# Objective
Please copy each line of the data below that contains the word "wooden", treating uppercase and lowercase as different.

(Contour labeling entries)
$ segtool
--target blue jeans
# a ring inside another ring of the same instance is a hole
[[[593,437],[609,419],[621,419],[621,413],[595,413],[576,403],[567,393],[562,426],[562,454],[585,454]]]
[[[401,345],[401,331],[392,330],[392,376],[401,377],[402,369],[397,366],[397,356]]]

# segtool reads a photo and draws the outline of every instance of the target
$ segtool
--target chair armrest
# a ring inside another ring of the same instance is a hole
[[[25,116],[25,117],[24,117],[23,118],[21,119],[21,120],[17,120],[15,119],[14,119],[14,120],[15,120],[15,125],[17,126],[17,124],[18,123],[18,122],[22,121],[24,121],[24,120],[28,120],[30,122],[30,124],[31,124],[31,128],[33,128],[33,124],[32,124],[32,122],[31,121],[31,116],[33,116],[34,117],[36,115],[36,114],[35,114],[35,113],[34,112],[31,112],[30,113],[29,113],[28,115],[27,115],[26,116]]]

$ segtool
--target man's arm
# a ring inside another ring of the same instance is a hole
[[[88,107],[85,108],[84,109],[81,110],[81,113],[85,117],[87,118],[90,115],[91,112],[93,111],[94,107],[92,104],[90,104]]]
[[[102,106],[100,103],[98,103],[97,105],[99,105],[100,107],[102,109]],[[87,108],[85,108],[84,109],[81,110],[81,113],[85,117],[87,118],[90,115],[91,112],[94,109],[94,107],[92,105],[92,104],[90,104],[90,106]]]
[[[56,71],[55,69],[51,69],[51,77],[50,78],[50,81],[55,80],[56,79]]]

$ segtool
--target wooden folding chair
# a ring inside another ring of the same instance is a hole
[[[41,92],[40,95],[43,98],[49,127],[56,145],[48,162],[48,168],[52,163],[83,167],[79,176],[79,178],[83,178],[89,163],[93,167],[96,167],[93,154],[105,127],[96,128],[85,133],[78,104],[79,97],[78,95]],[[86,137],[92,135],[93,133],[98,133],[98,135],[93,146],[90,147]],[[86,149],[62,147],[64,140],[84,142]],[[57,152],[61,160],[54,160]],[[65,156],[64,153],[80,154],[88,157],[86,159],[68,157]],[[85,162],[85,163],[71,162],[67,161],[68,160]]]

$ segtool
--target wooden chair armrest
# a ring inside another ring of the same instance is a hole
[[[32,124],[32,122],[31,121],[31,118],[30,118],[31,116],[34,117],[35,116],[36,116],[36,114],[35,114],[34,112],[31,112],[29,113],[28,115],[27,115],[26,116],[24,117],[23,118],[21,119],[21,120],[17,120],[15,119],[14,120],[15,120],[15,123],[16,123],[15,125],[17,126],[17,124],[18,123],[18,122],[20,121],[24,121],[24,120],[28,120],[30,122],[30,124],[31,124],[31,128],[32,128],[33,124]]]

# Response to the exercise
--target wooden folding chair
--target wooden chair armrest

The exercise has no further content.